**Task brief**
All of the data below is to be repeated exactly, except for the pictures.

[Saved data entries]
[Start of Attachment]
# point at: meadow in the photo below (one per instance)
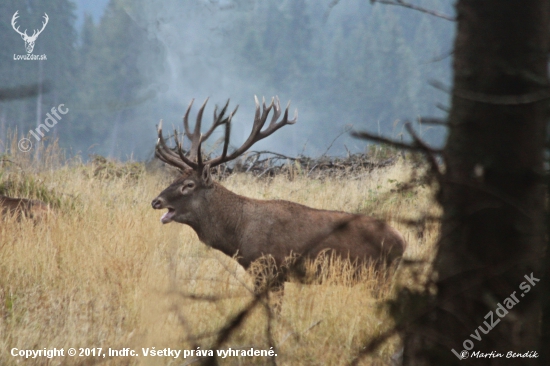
(104, 272)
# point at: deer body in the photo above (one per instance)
(250, 229)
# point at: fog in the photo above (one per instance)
(121, 66)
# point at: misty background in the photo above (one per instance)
(120, 66)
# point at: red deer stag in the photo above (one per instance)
(33, 209)
(250, 229)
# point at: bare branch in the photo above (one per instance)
(415, 7)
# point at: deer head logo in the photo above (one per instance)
(29, 40)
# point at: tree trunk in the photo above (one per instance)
(492, 191)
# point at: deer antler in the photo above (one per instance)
(182, 162)
(24, 34)
(46, 18)
(13, 21)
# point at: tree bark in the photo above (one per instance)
(492, 191)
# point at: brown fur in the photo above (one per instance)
(250, 229)
(22, 207)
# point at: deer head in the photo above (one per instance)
(186, 197)
(29, 40)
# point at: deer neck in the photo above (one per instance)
(218, 223)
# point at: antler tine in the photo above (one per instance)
(181, 155)
(186, 120)
(199, 155)
(218, 120)
(195, 136)
(164, 153)
(227, 133)
(259, 120)
(276, 111)
(256, 134)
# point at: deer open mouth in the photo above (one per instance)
(167, 217)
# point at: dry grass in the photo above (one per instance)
(105, 273)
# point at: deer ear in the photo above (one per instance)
(206, 176)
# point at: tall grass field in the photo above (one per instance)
(103, 272)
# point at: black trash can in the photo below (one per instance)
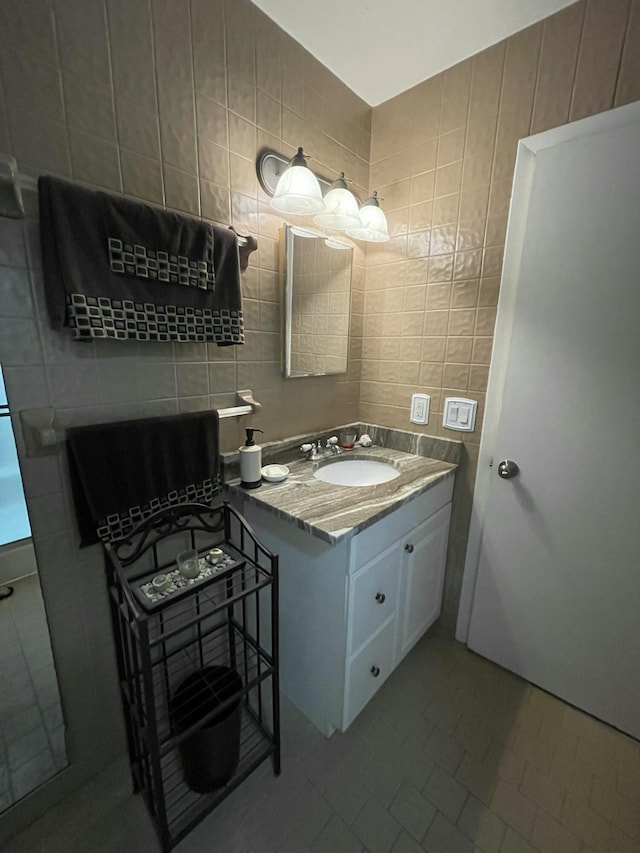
(210, 754)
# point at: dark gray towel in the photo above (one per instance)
(122, 472)
(114, 268)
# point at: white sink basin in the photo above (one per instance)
(356, 472)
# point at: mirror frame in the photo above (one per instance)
(287, 236)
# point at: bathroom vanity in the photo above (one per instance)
(361, 576)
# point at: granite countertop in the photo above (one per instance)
(334, 513)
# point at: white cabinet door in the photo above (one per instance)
(373, 596)
(368, 670)
(425, 554)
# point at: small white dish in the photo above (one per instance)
(274, 473)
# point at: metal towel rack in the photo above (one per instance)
(12, 184)
(41, 437)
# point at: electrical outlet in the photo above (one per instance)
(420, 408)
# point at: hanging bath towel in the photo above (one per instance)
(121, 270)
(123, 472)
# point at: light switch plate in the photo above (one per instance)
(460, 413)
(420, 408)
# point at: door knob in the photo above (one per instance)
(507, 469)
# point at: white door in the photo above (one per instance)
(557, 546)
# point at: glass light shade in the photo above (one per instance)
(341, 208)
(298, 190)
(373, 223)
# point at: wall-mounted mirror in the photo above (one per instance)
(316, 272)
(32, 738)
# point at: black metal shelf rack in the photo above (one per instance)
(229, 619)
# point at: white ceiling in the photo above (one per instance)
(380, 48)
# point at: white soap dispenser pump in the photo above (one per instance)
(250, 461)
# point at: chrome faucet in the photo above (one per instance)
(316, 451)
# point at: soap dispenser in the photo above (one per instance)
(250, 461)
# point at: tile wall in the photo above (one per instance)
(166, 101)
(442, 158)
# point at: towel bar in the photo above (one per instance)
(41, 438)
(12, 183)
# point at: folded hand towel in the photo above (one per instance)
(122, 472)
(114, 268)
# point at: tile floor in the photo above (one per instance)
(454, 755)
(32, 745)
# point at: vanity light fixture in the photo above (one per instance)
(298, 190)
(373, 223)
(341, 207)
(295, 189)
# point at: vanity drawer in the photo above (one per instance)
(368, 670)
(374, 596)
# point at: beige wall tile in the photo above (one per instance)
(558, 58)
(599, 57)
(628, 85)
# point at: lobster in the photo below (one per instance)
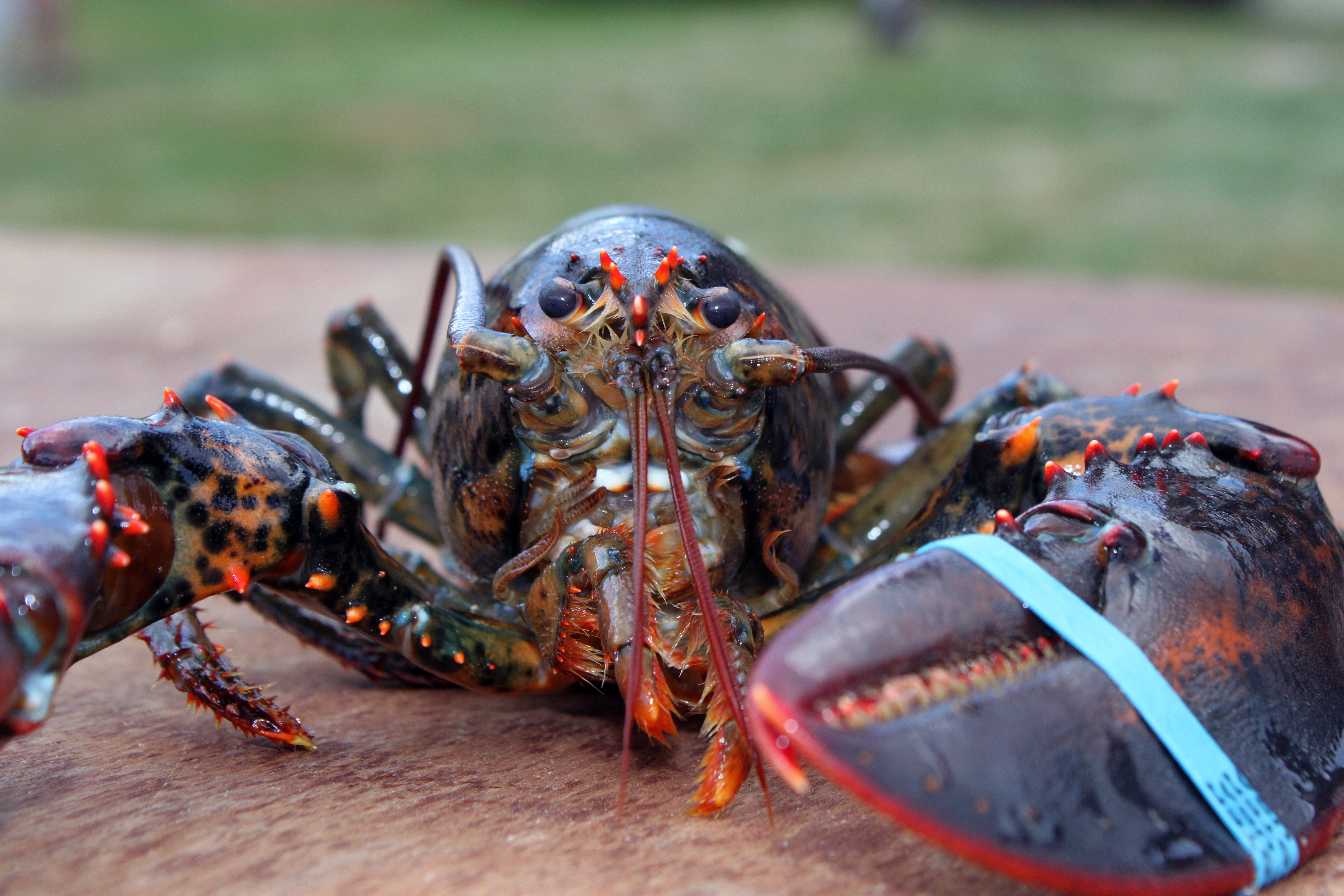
(626, 387)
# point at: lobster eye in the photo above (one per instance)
(721, 311)
(558, 301)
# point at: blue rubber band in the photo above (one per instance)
(1229, 794)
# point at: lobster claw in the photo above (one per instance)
(929, 691)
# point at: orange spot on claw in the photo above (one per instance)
(330, 507)
(238, 578)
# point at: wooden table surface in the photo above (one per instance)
(127, 792)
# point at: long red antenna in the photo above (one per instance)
(640, 461)
(703, 593)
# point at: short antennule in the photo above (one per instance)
(469, 300)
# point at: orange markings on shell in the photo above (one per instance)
(1021, 445)
(330, 507)
(99, 538)
(97, 460)
(238, 578)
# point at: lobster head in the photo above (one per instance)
(929, 691)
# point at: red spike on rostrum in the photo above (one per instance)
(1095, 452)
(703, 593)
(640, 461)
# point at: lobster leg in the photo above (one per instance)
(397, 488)
(928, 363)
(873, 530)
(347, 647)
(197, 667)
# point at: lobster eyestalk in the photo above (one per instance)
(744, 366)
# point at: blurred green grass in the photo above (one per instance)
(1100, 140)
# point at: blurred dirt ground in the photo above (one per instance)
(124, 791)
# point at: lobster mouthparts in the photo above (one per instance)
(929, 691)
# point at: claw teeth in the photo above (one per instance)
(909, 692)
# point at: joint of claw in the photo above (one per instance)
(526, 371)
(749, 365)
(900, 695)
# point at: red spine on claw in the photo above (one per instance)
(1095, 452)
(99, 538)
(97, 460)
(105, 496)
(222, 410)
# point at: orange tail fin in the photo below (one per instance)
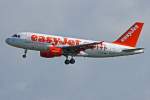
[End of Attachment]
**Task output**
# point at: meadow in the photo below (one per instance)
(104, 272)
# point at: deer body in the photo above (one per instance)
(250, 229)
# point at: fog in the photo above (one per instance)
(121, 66)
# point at: misty background in the photo above (one per instance)
(120, 66)
# point at: red deer stag in the photo above (one per instance)
(33, 209)
(250, 229)
# point at: bare branch in the photo above (one per instance)
(415, 7)
# point at: deer head logo in the photo above (one per instance)
(29, 40)
# point at: tree trunk in the photo above (one per instance)
(492, 191)
# point at: deer antler in the photo above (one per instance)
(182, 162)
(24, 34)
(46, 18)
(13, 21)
# point at: tree bark in the photo above (one per instance)
(492, 191)
# point at: brown fur in the photo above (one per instance)
(250, 229)
(22, 207)
# point at: deer head in the photo above (one per instance)
(186, 197)
(29, 40)
# point at: deer neck in the photo above (one per instance)
(218, 223)
# point at: antler tine in the photo above (one per instance)
(181, 155)
(186, 120)
(199, 155)
(218, 120)
(195, 136)
(164, 153)
(227, 133)
(259, 120)
(276, 111)
(256, 134)
# point at: deer open mouth in the photo above (one per instance)
(167, 217)
# point at: dry grass in the photo above (one per instance)
(105, 273)
# point at: deer ear in the photo above (one per instance)
(206, 176)
# point at: tall grass field in the photo above (one per instance)
(103, 272)
# point at: black trash can in the photo below (one per instance)
(210, 754)
# point at: dark gray towel in the photo above (one per instance)
(122, 472)
(114, 268)
# point at: white sink basin in the photo above (one per instance)
(356, 472)
# point at: mirror frame in the photo above (one per instance)
(287, 236)
# point at: bathroom vanity in the photo above (one per instance)
(361, 576)
# point at: granite countertop in the photo above (one per instance)
(334, 513)
# point at: white cabinet door in the photo above (one per instance)
(373, 596)
(368, 670)
(425, 554)
# point at: small white dish in the photo above (one per instance)
(274, 473)
# point at: metal towel rack in the photo above (one per instance)
(12, 184)
(41, 437)
# point at: electrical outlet in the photo above (one per instance)
(420, 408)
# point at: hanging bath towel in the photo above (one per instance)
(121, 270)
(123, 472)
# point at: light switch plate in the photo above (one per instance)
(460, 413)
(420, 408)
# point at: door knob in the photo above (one per instance)
(507, 469)
# point at: white door in the photo above (one per instance)
(557, 546)
# point at: glass light shade in the photo above (one per instance)
(341, 208)
(298, 190)
(373, 223)
# point at: wall-mounted mirror in the photo above (one per instance)
(316, 272)
(32, 738)
# point at: black metal shelf rack in the photo above (one per instance)
(229, 619)
# point at: white ceiling in the photo above (one per instance)
(380, 48)
# point at: white soap dispenser pump in the photo above (one per instance)
(250, 461)
# point at: chrome faucet in the photo above (one per instance)
(316, 451)
# point at: soap dispenser in the photo above (one per instance)
(250, 461)
# point at: tile wall in the photo above (one per instance)
(166, 101)
(442, 158)
# point at: towel bar in the photo above (one per instance)
(41, 438)
(12, 183)
# point at: folded hand towel in the photo above (one per instance)
(122, 472)
(114, 268)
# point at: tile floor in the photo above (one per instance)
(454, 755)
(32, 745)
# point at: vanity light fixture in the photo above (one per instance)
(298, 190)
(373, 223)
(341, 207)
(295, 189)
# point at: vanity drawer in the photo above (one per instance)
(368, 670)
(374, 596)
# point at: beige wall tile in the photo above (one per instance)
(558, 58)
(599, 57)
(628, 85)
# point at: lobster in the photo below (one per instance)
(626, 387)
# point at: lobster eye in the photo above (one per instance)
(721, 311)
(558, 301)
# point at: blue rubber band in the photo above (one per instance)
(1229, 794)
# point at: lobster claw in the photo above (one per instance)
(929, 691)
# point at: orange spot on claw in the photo above (one per instance)
(330, 507)
(238, 578)
# point at: wooden table surface in the photo above (one per instance)
(127, 792)
# point at: long red antenna in the photo above (one per instance)
(640, 461)
(703, 593)
# point at: short antennule in the photo above (one per instance)
(469, 300)
# point at: orange markings on shell in the photo above (one per instance)
(1021, 445)
(330, 507)
(99, 538)
(97, 460)
(238, 578)
# point at: lobster head in the photo above (one per instance)
(929, 691)
# point at: red spike on rostrum in the photo above (one per instance)
(1095, 452)
(703, 593)
(640, 461)
# point at: lobster leg in the photo above (one per instance)
(397, 488)
(928, 363)
(873, 530)
(347, 647)
(197, 667)
# point at: lobster eyestalk in the photo above (one per instance)
(744, 366)
# point at: blurred green grass in the photo above (one per instance)
(1100, 140)
# point at: blurred dirt ground in the photo above (one per instance)
(124, 791)
# point at: lobster mouthparts in the photo above (one per instance)
(929, 691)
# point at: claw teeth in the photo above (one per instance)
(909, 692)
# point at: joint of claw in the photo above (one per instance)
(526, 371)
(749, 365)
(900, 695)
# point at: red spine on claw in the photo above (one per instance)
(1095, 452)
(99, 538)
(97, 460)
(105, 496)
(222, 410)
# point at: orange tail fin in the photo below (one per instance)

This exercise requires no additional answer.